Rewrite the entries below as a Markdown table with the columns No. and Entry, one row per line, numbered in order and skipping any blank lines.

AVAILABLE RECORDS:
== == ==
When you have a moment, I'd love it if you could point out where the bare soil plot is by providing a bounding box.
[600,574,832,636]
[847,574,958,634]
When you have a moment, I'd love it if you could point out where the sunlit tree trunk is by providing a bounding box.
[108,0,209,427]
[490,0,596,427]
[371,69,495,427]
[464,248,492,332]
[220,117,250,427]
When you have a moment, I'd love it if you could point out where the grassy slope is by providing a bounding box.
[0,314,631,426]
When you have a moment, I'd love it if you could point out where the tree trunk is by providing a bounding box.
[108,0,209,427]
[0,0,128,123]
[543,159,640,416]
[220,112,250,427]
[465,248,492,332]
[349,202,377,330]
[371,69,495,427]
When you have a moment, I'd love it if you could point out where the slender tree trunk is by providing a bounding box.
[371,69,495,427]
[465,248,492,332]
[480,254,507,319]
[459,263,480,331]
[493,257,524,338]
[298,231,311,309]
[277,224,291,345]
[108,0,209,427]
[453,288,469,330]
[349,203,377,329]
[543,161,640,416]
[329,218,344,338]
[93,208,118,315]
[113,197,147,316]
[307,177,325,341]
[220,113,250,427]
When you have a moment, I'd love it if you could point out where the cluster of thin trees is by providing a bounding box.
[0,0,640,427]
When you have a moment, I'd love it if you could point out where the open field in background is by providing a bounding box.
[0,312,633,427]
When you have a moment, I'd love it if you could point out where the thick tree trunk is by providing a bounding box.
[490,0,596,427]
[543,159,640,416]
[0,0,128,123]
== == ==
EXPECTED OUTPUT:
| No. | Entry |
|---|---|
| 1 | When you have a moment, I'd love it if you could point out where the bare soil plot is by providing a bounding box. |
| 2 | [600,574,832,636] |
| 3 | [847,574,958,634] |
| 4 | When you have a moment, I'd love it if you could point out where the sunlit tree trunk is by providing a bounding box. |
| 5 | [108,0,209,427] |
| 6 | [490,0,596,427] |
| 7 | [371,69,495,427] |
| 8 | [464,248,492,332] |
| 9 | [220,117,250,427] |
| 10 | When you have a moment, I'd love it if you could point out where the grassy slope is by providing a bounding box. |
| 11 | [0,314,631,426] |
| 12 | When you have a moment, I'd love it if you could point out where the tree trunk is by providing a bounding box. |
| 13 | [108,0,209,427] |
| 14 | [0,0,128,123] |
| 15 | [543,159,640,416] |
| 16 | [220,112,250,427] |
| 17 | [465,248,492,332] |
| 18 | [349,202,377,330] |
| 19 | [371,69,495,427] |
| 20 | When you have a moment, I'd love it if you could point out where the slender tree trunk is by providing a bounding box. |
| 21 | [371,69,495,427] |
| 22 | [465,248,492,332] |
| 23 | [480,254,507,319] |
| 24 | [459,263,480,331] |
| 25 | [493,257,524,338] |
| 26 | [298,231,311,309] |
| 27 | [277,224,291,345] |
| 28 | [108,0,209,427] |
| 29 | [453,288,469,330] |
| 30 | [349,203,377,329] |
| 31 | [543,161,640,416] |
| 32 | [329,218,344,338] |
| 33 | [93,208,118,315] |
| 34 | [113,197,147,316] |
| 35 | [307,177,325,341] |
| 36 | [220,113,250,427] |
| 37 | When you have a moment, I'd love it if you could point out where the cluster of thin trees is by providing a bounding box. |
| 38 | [0,0,640,427] |
| 39 | When you have a moment, I'd love it if you could point out where the open field in background is by providing a bounding box. |
| 40 | [0,312,633,427] |
| 41 | When you have a moment, I'd love it if you could point out where the thick tree trunk is by providing a bounding box. |
| 42 | [490,0,596,427] |
| 43 | [543,159,640,416] |
| 44 | [0,0,128,123] |